# [What you will do]
The entries below must be copied exactly as they are.

# [Excerpted data]

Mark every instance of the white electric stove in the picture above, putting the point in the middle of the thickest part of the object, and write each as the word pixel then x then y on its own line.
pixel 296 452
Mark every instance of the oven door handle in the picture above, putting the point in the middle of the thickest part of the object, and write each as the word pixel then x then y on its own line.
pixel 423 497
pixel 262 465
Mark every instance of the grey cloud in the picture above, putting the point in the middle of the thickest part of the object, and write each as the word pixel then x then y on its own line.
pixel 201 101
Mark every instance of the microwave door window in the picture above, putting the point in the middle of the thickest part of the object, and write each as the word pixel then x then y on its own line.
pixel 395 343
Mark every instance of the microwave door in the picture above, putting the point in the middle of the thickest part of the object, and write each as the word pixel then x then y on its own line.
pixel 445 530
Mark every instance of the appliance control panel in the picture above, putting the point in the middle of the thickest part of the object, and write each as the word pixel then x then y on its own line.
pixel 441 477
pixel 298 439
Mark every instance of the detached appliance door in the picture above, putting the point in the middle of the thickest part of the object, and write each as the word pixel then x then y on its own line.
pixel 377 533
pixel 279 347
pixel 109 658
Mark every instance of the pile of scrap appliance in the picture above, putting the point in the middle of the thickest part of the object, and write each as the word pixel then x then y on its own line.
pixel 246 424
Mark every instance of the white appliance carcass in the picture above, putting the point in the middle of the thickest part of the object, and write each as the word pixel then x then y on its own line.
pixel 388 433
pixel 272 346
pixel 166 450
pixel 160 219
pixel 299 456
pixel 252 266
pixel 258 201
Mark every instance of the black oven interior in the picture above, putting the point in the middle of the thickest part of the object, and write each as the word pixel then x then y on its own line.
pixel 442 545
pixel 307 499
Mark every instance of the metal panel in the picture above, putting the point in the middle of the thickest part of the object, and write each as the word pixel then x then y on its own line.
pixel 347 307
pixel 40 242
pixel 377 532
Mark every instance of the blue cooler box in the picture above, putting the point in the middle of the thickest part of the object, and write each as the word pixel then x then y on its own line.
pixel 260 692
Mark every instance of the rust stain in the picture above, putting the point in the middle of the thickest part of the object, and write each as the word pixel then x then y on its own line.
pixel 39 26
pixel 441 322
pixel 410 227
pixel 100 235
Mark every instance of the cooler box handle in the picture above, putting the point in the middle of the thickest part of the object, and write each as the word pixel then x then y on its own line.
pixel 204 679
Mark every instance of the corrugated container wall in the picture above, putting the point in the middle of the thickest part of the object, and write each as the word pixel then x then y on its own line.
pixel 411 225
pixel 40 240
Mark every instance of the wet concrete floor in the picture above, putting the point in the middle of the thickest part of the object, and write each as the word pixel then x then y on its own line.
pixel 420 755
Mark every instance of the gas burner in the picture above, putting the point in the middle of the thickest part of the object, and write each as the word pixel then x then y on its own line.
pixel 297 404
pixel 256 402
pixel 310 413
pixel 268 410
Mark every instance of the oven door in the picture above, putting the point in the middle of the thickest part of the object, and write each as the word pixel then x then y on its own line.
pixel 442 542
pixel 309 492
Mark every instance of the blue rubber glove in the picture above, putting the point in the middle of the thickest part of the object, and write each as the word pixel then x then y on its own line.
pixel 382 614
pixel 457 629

# [Result of this exercise]
Mark every instance of the white electric stove in the picture above, putting the point in the middle of the thickest part of the object, and write each as the word pixel then x then y on its own line.
pixel 296 452
Mark every instance of the oven door handle in the picture above, putting the point in the middle of the thickest part of the object, and write each as the word pixel then x then y on its own line.
pixel 423 497
pixel 262 465
Mark every instance of the grey cloud in the picture above, putting the point in the middle of the thickest part of the object, and write each as the word pixel then x then y on its own line.
pixel 201 101
Mark every instance of the microwave door window in the picture above, putting the point in the middle of the thickest part of the object, and write each as the word pixel then x then y on its own line.
pixel 395 343
Mark every instance of the microwave door in the picture above, putting the point in the middle of the thickest part of the object, and write each as the word pixel then x then y on its own line.
pixel 445 530
Mark every instance of the appliance control panel in the picture above, putting the point in the middle of the thickest part of the object, and write each as the word pixel then x then y on its own line.
pixel 441 477
pixel 298 439
Mark every instance of the detached appliance door in the picture above, putting the point in the middle of the thickest part of the object, and write each as the word pixel then x then y on its own line.
pixel 377 533
pixel 279 347
pixel 109 658
Mark every instance of the pile of scrap appliance in the picture above, putting the point in the middle of the thickest part of the object, and write each as the word pixel then x then y on its own line.
pixel 246 424
Mark every instance of the white appliance carcass in the picture above, putting the point in the middle of the thickest part of the object, and write each as the word pixel then x then y on its own line.
pixel 388 433
pixel 272 346
pixel 166 450
pixel 160 219
pixel 299 456
pixel 252 266
pixel 258 201
Mark every instance of the black oven interior in the picture above, putting the point in the middle of the thickest part of the object, and write each as the word pixel then x then y on its own line.
pixel 442 545
pixel 307 499
Mark every instance of the metal panel in the picture above, putting the point in the middle of the thickest part of the object, and write each as the word pixel then x then y on its own line.
pixel 347 307
pixel 40 242
pixel 377 532
Mark every instance of the blue cooler box in the picture above, putting the point in the middle of the thickest part of the object, and write each as the word pixel then x then y on its own line.
pixel 260 692
Mark every instance of the rust stain in the picture above, putting the point in the middle of the thickest part of the object, and write each as the word pixel then x then y on its own line.
pixel 39 26
pixel 441 322
pixel 410 227
pixel 100 235
Mark every instance of the cooler box handle in the picture above, putting the point in the middle of the thickest part of the object, and write each as the word pixel then x then y on its own line.
pixel 204 679
Mark every instance of the corrugated container wall in the picture above, putting the point in the middle of the thickest part of the object, and write each as the word pixel then x then y on its own line.
pixel 411 225
pixel 40 240
Mark every instance of the wet concrete floor in the picture above, putting the point in the middle of the thickest part of the object, and write each as the word pixel then x then y on its own line.
pixel 420 755
Mark every instance of the gas burner in the picture above, putting the point in the middle of the thickest part of the object, and write each as the word pixel then x then y on its own line.
pixel 297 404
pixel 256 402
pixel 310 413
pixel 268 410
Mark every instance of the oven door in the picture above, putting the point in the middle of the thickest part of the object, and write each as the word pixel then x then y on its own line.
pixel 442 542
pixel 309 492
Mark every instance of the blue rubber glove in the picture above, putting the point in the middle of the thickest part of the object, and write each as the word pixel then x then y on its own line.
pixel 382 614
pixel 457 629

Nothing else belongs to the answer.